[Dataset excerpt]
□ □ □ □ □ □ □
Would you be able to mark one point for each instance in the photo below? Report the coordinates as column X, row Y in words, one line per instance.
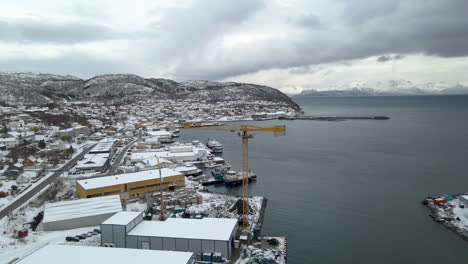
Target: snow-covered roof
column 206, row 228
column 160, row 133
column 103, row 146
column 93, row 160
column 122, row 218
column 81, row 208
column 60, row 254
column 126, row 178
□ □ □ □ □ □ □
Goal: Change "snow-covered roof" to "snowy rooftop" throughout the rows above and write them out again with everything else the same. Leave out the pictures.

Answer for this exercise:
Would you be able to mark one point for each instance in the photo below? Report the coordinates as column X, row Y in words, one line per instance.
Target: snowy rooftop
column 206, row 228
column 160, row 133
column 103, row 146
column 93, row 160
column 122, row 218
column 81, row 208
column 60, row 254
column 126, row 178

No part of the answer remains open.